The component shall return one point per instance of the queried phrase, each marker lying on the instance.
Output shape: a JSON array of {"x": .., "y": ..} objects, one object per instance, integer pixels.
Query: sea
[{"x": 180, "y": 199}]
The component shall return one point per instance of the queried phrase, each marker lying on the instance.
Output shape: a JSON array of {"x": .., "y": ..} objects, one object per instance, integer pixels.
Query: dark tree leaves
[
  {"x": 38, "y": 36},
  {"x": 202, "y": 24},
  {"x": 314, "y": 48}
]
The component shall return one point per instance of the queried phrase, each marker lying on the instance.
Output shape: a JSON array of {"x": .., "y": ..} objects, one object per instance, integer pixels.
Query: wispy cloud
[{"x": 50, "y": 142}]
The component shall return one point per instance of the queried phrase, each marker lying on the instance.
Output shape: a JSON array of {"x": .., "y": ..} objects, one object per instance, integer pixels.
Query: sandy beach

* * *

WHAT YOU NEED TO DO >> Repeat every record, keeping each word and mark exactly as it is.

OUTPUT OF THE EXERCISE >>
The component shall return one point per instance of the queried phrase, each marker lying on the instance.
Output shape: a JSON array of {"x": .., "y": ..} objects, one object per instance, integer pixels.
Query: sea
[{"x": 180, "y": 199}]
The component shall return one point per instance of the queried phrase, each marker lying on the instance.
Output shape: a JSON array of {"x": .., "y": ..} objects, one object per instance, integer pixels.
Query: dark tree leaves
[
  {"x": 38, "y": 36},
  {"x": 202, "y": 24},
  {"x": 314, "y": 48}
]
The component shall return one point per instance of the queried phrase, each marker lying on the instance.
Output shape: a JSON array of {"x": .., "y": ..} objects, one object per instance, integer pixels.
Query: wispy cloud
[{"x": 50, "y": 142}]
The component shall return one point per instance of the queried phrase, each marker lying on the instance.
Output shape: a JSON array of {"x": .., "y": ..} objects, one object per instance, integer pixels.
Query: sandy beach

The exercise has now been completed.